## Exercise requirements
Only the lines from the line containing "Note to the class: point out the saloon" to the end of the entries, both included, belong in your answer, and each must match exactly.

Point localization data
|---|
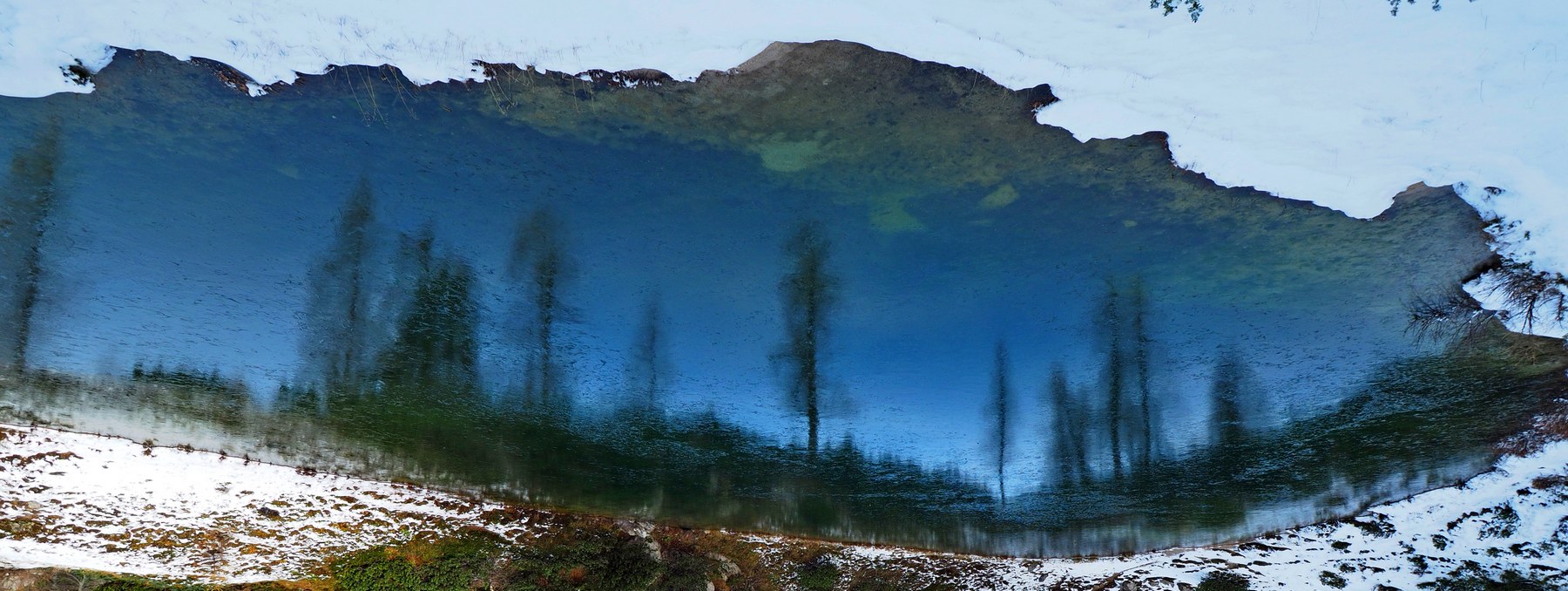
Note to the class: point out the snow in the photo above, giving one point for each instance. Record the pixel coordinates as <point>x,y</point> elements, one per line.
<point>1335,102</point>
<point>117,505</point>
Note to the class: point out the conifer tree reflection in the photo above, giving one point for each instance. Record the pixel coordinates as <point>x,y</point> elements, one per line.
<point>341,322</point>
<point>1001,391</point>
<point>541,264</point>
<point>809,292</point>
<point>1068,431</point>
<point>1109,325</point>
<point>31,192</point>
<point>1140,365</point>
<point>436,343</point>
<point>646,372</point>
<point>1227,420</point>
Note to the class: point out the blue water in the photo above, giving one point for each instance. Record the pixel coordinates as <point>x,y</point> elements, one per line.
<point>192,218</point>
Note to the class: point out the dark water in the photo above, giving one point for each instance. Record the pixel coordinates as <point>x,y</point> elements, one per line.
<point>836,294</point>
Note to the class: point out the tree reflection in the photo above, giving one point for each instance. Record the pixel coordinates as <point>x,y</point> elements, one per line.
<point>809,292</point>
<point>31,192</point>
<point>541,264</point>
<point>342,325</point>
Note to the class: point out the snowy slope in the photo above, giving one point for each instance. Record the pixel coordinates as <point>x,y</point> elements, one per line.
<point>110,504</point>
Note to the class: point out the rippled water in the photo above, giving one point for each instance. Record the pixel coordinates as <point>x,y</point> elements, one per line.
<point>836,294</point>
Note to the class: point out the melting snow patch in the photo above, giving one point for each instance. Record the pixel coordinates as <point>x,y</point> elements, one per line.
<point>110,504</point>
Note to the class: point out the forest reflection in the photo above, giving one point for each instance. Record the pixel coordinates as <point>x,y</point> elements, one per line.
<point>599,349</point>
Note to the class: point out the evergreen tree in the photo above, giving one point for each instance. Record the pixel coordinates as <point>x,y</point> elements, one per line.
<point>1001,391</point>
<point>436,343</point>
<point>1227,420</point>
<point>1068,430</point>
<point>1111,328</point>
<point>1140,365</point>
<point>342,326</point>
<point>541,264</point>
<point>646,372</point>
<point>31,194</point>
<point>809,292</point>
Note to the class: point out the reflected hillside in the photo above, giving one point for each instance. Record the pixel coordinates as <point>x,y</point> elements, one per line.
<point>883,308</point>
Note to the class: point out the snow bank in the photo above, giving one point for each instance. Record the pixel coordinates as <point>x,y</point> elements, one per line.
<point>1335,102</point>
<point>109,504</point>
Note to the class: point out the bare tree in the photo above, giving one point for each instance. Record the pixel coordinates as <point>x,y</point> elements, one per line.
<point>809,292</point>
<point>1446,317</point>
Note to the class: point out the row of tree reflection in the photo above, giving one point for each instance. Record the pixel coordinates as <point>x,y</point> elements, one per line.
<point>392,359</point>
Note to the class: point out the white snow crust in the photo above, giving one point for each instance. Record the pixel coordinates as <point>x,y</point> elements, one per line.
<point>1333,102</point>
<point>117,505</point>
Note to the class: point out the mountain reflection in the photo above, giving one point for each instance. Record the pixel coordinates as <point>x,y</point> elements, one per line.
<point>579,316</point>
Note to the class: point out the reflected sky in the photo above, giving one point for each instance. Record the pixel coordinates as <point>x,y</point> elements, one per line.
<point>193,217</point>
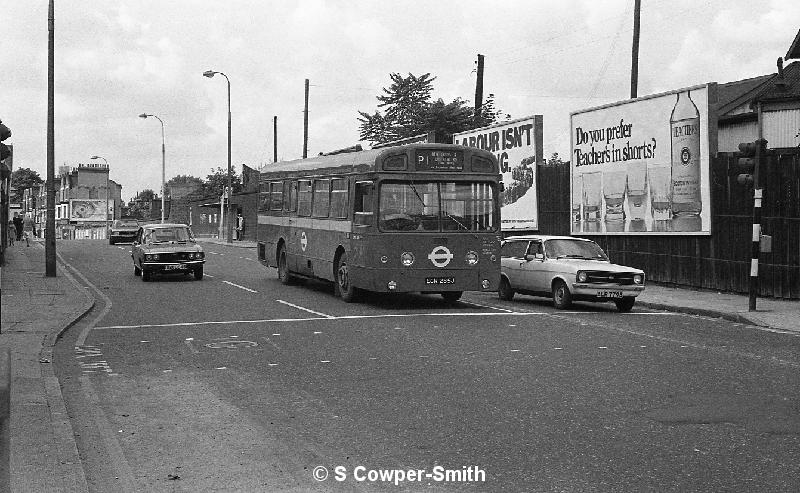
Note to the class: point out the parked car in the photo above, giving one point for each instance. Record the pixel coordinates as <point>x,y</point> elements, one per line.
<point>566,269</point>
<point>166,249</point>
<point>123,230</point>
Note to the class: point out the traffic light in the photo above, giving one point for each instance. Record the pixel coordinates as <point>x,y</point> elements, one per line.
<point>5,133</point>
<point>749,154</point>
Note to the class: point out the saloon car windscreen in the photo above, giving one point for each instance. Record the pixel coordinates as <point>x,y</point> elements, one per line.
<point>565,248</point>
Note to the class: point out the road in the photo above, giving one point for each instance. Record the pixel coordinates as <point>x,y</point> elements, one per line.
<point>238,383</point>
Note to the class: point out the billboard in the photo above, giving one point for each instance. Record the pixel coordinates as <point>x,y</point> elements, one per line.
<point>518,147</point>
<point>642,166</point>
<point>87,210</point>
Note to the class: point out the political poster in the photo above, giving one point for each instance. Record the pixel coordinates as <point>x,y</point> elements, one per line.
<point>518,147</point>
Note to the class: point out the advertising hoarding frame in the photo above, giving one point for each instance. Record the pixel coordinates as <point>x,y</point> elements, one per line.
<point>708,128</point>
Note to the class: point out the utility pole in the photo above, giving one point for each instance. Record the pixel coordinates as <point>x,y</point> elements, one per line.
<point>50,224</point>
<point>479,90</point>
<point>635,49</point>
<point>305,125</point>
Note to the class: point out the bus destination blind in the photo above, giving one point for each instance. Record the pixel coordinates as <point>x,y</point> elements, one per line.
|---|
## Response to the exercise
Note to the class: point out the saloon car windscreen in the photo above, giving one point for each instance. Record the pixel coordinates as <point>x,y</point> elements, one per line.
<point>565,248</point>
Note to the class: point out the road in the photo above, giving one point for each instance. Record the pixel coordinates as <point>x,y</point> elements, one per line.
<point>238,383</point>
Note to the class: point out the billboard in the photo above, giving one point for each instance. Record the pixel coordinates as <point>x,y</point> elements, one per line.
<point>518,147</point>
<point>642,166</point>
<point>87,210</point>
Note to the class: point out the political poster in the photo above, giving one point for each instance. Record the pixel coordinates as <point>x,y</point> elements, one per line.
<point>518,147</point>
Note to the class: point out the advertising hoarding frame in the photo above, giving one point for each instance. Record the pixel coordinates as <point>x,y</point> elements, one per line.
<point>708,128</point>
Note to the class: point out the utility pole in the photo above, giving one point for each instance. Record the pixel coordinates as <point>x,y</point> elements, one per line.
<point>50,224</point>
<point>479,90</point>
<point>635,49</point>
<point>305,125</point>
Note to the class: point out the bus destination blind in the photo above, giving one point for each instance. Record the pixel coordinates as <point>x,y</point> elements, one per line.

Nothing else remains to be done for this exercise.